• [DATA SUPPLIED]:
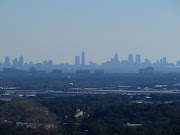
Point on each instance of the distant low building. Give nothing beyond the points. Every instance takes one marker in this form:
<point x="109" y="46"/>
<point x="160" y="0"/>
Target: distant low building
<point x="57" y="71"/>
<point x="99" y="71"/>
<point x="8" y="70"/>
<point x="148" y="70"/>
<point x="82" y="71"/>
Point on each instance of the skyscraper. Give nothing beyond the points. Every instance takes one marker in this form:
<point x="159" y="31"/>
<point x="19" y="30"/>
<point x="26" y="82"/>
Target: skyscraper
<point x="164" y="60"/>
<point x="83" y="59"/>
<point x="21" y="61"/>
<point x="138" y="58"/>
<point x="77" y="60"/>
<point x="130" y="58"/>
<point x="7" y="63"/>
<point x="116" y="58"/>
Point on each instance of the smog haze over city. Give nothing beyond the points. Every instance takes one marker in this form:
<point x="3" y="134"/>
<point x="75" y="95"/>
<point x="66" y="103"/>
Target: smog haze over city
<point x="60" y="30"/>
<point x="89" y="67"/>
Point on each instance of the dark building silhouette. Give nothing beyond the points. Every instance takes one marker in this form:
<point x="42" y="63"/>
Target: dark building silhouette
<point x="7" y="63"/>
<point x="77" y="60"/>
<point x="83" y="59"/>
<point x="138" y="58"/>
<point x="130" y="58"/>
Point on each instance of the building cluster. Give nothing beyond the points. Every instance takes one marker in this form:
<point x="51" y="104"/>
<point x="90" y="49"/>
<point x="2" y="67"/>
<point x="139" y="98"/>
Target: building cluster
<point x="114" y="65"/>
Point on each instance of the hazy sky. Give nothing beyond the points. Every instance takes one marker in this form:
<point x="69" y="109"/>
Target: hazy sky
<point x="61" y="29"/>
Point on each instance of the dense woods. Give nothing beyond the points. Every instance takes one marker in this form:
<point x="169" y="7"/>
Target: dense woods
<point x="102" y="115"/>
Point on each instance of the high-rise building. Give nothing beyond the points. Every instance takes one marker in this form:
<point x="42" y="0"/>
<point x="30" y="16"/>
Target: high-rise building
<point x="138" y="58"/>
<point x="130" y="58"/>
<point x="77" y="60"/>
<point x="15" y="63"/>
<point x="7" y="63"/>
<point x="83" y="59"/>
<point x="116" y="58"/>
<point x="21" y="61"/>
<point x="164" y="60"/>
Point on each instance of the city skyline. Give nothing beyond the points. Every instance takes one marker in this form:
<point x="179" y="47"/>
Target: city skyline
<point x="81" y="60"/>
<point x="59" y="30"/>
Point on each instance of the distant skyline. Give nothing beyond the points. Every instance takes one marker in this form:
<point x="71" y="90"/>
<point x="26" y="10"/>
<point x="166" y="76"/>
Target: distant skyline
<point x="61" y="30"/>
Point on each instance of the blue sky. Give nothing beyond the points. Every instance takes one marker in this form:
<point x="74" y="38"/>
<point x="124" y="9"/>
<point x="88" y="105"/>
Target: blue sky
<point x="61" y="29"/>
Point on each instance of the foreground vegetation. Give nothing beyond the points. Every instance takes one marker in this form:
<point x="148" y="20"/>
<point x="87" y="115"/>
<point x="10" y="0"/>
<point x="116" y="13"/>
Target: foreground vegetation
<point x="102" y="115"/>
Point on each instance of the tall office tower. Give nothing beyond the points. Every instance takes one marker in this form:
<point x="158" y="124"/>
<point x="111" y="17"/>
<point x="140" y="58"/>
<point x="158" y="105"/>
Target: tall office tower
<point x="164" y="60"/>
<point x="83" y="59"/>
<point x="138" y="58"/>
<point x="7" y="63"/>
<point x="130" y="58"/>
<point x="50" y="62"/>
<point x="116" y="58"/>
<point x="21" y="61"/>
<point x="15" y="63"/>
<point x="77" y="60"/>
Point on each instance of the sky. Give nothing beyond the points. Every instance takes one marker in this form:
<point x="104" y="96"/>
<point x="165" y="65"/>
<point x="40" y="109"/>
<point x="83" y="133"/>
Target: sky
<point x="62" y="29"/>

• [DIRECTIONS]:
A faithful copy of the data above is wanted, with every image left out.

• [REPLY TO THE EXERCISE]:
Point on each instance of the distant low building. Give nothing beyond the points. Every instance takes one marker in this form:
<point x="109" y="46"/>
<point x="160" y="0"/>
Target: distant low building
<point x="57" y="71"/>
<point x="99" y="71"/>
<point x="8" y="70"/>
<point x="148" y="70"/>
<point x="82" y="71"/>
Point on each instance of the skyscraper. Give nothing beyond the points. Every instance takes one marker in this form:
<point x="159" y="31"/>
<point x="19" y="30"/>
<point x="26" y="82"/>
Target: skyscraper
<point x="164" y="60"/>
<point x="83" y="59"/>
<point x="21" y="61"/>
<point x="138" y="58"/>
<point x="77" y="60"/>
<point x="130" y="58"/>
<point x="7" y="63"/>
<point x="116" y="58"/>
Point on each instance of the smog haze over city. Give nothing beyond the points. Every instance takes one marker in this form:
<point x="3" y="134"/>
<point x="75" y="95"/>
<point x="66" y="103"/>
Target: smog haze over city
<point x="60" y="30"/>
<point x="89" y="67"/>
Point on each instance of the dark building silhouette. Give nothing beyond the points. Every instance takes one marker in this form:
<point x="42" y="63"/>
Target: dark building silhouette
<point x="7" y="63"/>
<point x="77" y="60"/>
<point x="83" y="59"/>
<point x="138" y="58"/>
<point x="130" y="58"/>
Point on each instance of the building cluster. Give nothing beyond the points. Every instance takes one marker in this form:
<point x="51" y="104"/>
<point x="90" y="49"/>
<point x="2" y="67"/>
<point x="139" y="98"/>
Target: building cluster
<point x="114" y="65"/>
Point on each instance of the hazy sky. Give nothing beyond the points. Every instance takes one marker in this form:
<point x="69" y="109"/>
Target: hazy sky
<point x="61" y="29"/>
Point on each instance of the dense woods. Give nothing beyond the points. Every instance takes one marker in this form:
<point x="169" y="7"/>
Target: dense woods
<point x="102" y="115"/>
Point on each instance of the high-rise building. Give nothing beyond the points. Every instance takes one marker in this form:
<point x="42" y="0"/>
<point x="30" y="16"/>
Target: high-rise building
<point x="138" y="58"/>
<point x="130" y="58"/>
<point x="77" y="60"/>
<point x="15" y="63"/>
<point x="7" y="63"/>
<point x="83" y="59"/>
<point x="116" y="58"/>
<point x="21" y="61"/>
<point x="164" y="60"/>
Point on each instance of the city skyline. Give nothing beyond the points. Every instance takes one marker in this form:
<point x="179" y="47"/>
Target: city skyline
<point x="81" y="60"/>
<point x="59" y="30"/>
Point on each instance of the distant skyline. Give nothing beyond the points. Every instance takes one marker in this form:
<point x="71" y="90"/>
<point x="26" y="10"/>
<point x="166" y="76"/>
Target: distant skyline
<point x="61" y="30"/>
Point on each instance of the blue sky. Give nothing beyond the points. Every instance takes one marker in this form:
<point x="74" y="38"/>
<point x="124" y="9"/>
<point x="88" y="105"/>
Target: blue sky
<point x="61" y="29"/>
Point on each instance of the foreground vegetation. Give nothing beyond the points. Every instance takes one marker in this form:
<point x="148" y="20"/>
<point x="87" y="115"/>
<point x="10" y="0"/>
<point x="116" y="13"/>
Target: foreground vegetation
<point x="102" y="115"/>
Point on each instance of the tall office tower. Give nothing beyond the points. Every instance takes one marker in this form:
<point x="158" y="124"/>
<point x="111" y="17"/>
<point x="140" y="58"/>
<point x="158" y="105"/>
Target: tall office tower
<point x="164" y="60"/>
<point x="83" y="59"/>
<point x="138" y="58"/>
<point x="7" y="63"/>
<point x="130" y="58"/>
<point x="50" y="62"/>
<point x="116" y="58"/>
<point x="21" y="61"/>
<point x="15" y="63"/>
<point x="77" y="60"/>
Point on each instance of the sky. Give nothing beyond the points. Every instance takes one marker in this form:
<point x="104" y="96"/>
<point x="165" y="65"/>
<point x="40" y="109"/>
<point x="83" y="133"/>
Target: sky
<point x="62" y="29"/>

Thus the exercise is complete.